INSTRUCTIONS TO FOLLOW - Rewrite the passage on the state visit that begins at the words "Xi Jinping paid" and stops after "in Anglo-Chinese relations.", putting "Sino-British" wherever "Anglo-Chinese" appears.

SUPPLIED TEXT -
-------
State visit by Xi Jinping to the United Kingdom
- Date: 19–23 October 2015
- Venue: London, Manchester
- Participants: Xi Jinping Peng Liyuan

= State visit by Xi Jinping to the United Kingdom =

Xi Jinping paid his first state visit to the United Kingdom from 19 to 23 October 2015. It also was the Chinese paramount leader's first visit to the United Kingdom since 2005 and the second Chinese state leader to visit the UK after Chinese Premier Li Keqiang's visit between 16 and 19 June 2014. During the visit, Xi met Queen Elizabeth II and Prime Minister David Cameron, and also visited Manchester City F.C.

==Background==
The vice-director of the China Institutes of Contemporary International Relations, Feng Zhongping, said China–United Kingdom relations were warming rapidly. In March 2015, the United Kingdom joined the Asian Infrastructure Investment Bank. In September, Chancellor of the Exchequer George Osborne visited China. Feng said this visit would bring an improvement in Anglo-Chinese relations.
-------
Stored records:

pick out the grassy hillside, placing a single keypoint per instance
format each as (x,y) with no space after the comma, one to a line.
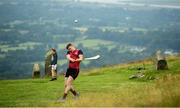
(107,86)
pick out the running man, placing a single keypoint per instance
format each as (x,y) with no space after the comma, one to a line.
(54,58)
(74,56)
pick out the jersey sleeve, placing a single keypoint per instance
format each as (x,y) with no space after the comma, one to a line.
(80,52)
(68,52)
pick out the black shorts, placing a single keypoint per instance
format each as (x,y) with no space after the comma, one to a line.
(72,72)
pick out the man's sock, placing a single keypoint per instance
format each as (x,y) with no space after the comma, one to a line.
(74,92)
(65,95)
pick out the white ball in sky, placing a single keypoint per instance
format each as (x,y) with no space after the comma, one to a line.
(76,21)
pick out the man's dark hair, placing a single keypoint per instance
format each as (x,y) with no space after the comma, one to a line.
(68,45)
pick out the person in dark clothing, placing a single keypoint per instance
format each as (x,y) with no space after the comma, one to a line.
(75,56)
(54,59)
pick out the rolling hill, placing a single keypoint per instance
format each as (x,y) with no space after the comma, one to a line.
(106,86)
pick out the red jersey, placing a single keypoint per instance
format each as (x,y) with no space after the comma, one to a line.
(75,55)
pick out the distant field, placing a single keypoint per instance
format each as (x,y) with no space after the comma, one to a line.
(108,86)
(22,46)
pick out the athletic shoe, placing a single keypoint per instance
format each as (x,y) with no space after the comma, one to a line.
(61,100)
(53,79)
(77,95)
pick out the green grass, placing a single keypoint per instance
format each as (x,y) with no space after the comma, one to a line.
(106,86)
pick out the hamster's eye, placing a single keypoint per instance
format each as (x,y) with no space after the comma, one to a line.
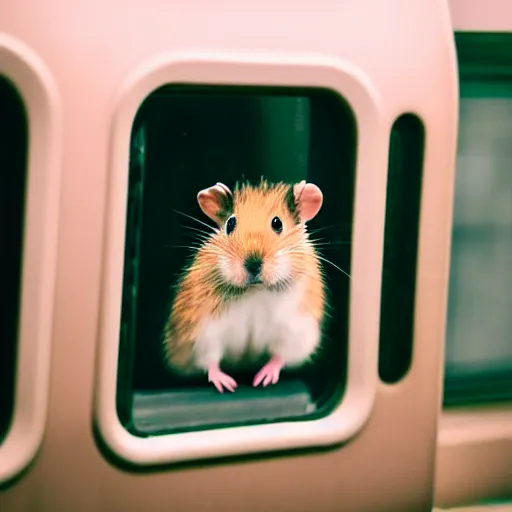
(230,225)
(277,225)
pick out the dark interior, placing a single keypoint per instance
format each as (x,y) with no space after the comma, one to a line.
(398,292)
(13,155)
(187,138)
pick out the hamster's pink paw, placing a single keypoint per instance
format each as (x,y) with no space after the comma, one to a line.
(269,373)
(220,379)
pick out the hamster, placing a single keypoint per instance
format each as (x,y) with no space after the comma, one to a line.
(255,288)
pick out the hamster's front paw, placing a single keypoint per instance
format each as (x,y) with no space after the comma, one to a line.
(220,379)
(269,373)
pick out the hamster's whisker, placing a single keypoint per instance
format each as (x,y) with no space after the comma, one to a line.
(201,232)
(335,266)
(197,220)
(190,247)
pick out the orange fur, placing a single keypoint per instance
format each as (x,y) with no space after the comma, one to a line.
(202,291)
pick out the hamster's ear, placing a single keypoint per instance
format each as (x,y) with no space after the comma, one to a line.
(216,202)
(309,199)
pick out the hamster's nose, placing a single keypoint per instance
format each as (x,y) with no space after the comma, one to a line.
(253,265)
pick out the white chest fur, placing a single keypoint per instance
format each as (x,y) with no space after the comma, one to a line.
-------
EXERCISE SOLUTION -
Xi Jinping paid his first state visit to the United Kingdom from 19 to 23 October 2015. It also was the Chinese paramount leader's first visit to the United Kingdom since 2005 and the second Chinese state leader to visit the UK after Chinese Premier Li Keqiang's visit between 16 and 19 June 2014. During the visit, Xi met Queen Elizabeth II and Prime Minister David Cameron, and also visited Manchester City F.C.

==Background==
The vice-director of the China Institutes of Contemporary International Relations, Feng Zhongping, said China–United Kingdom relations were warming rapidly. In March 2015, the United Kingdom joined the Asian Infrastructure Investment Bank. In September, Chancellor of the Exchequer George Osborne visited China. Feng said this visit would bring an improvement in Sino-British relations.